#### Dynamic Topological Data Analysis (dynamic-TDA) using the Wasserstein Distance

(c) 2020 Tananun Songdechakraiwut, D. Vijay Anand, Botao Wang, Moo K. Chung

Contact mkchung@wisc.edu for support related to codes and sample data

### Description

Dynamic topological data analysis (dynamic-TDA)  focuses on analyzing dynamically changing time series data using persistent homology. The method can be applicable to wide variety of dynamically changing data including resting-state functional magnetic resonance images (rs-fMRI) and dynamically changing correlation matrices. The basic terminology and concept are introduced in [1]. If you use data or codes in this page, please reference Songdechakraiwut et al. 2020. Codes below explained in section 1)-3) are packaged as song.2020.simulation3.zip. Section 1)-3) perform the transposition test topological distance on the two-groups setting. Simply run run_simulation_v3.m.

### 1) Modular network simulation

This is the basic statistical model given as Study 2 in the simulation study in Songdechakraiwut et al. 2020. Function random_modular_graph.m will generate a modular network. The input parameters are as follows.

mu = 1;                  %mean
sigma = .25;         %standard deviation
nNode1 = 50;       %number of nodes in network G
nModule1 = 2;     %number of modules of graph G

nNode2 = 60;       %number of nodes in network P
nModule2 = 3;     %number of modules of graph P
nModule2 = 3;
%number of modules of graph P

G = random_modular_graph(nNode1, nModule1, p, mu, sigma); %network with 2 modules
P =
random_modular_graph(nNode2, nModule2, p, mu, sigma); %network with 3 modules
figure; subplot(1,2,1); imagesc(G); colorbar
subplot(1,2,2); imagesc(P); colorbar

Figure 1. Simulated networks with 2 modules and 3 modules. The parameter p controls the probability of connection within the module.

» Given material:
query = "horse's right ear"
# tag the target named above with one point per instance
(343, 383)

» To be done:
(A) List every person named in the copyright line of the dynamic-TDA page.
(B) According to the dynamic-TDA page, what does the parameter p control?

» Expected answers:
(A) Tananun Songdechakraiwut, D. Vijay Anand, Botao Wang, Moo K. Chung

(B) The probability of connection within the module.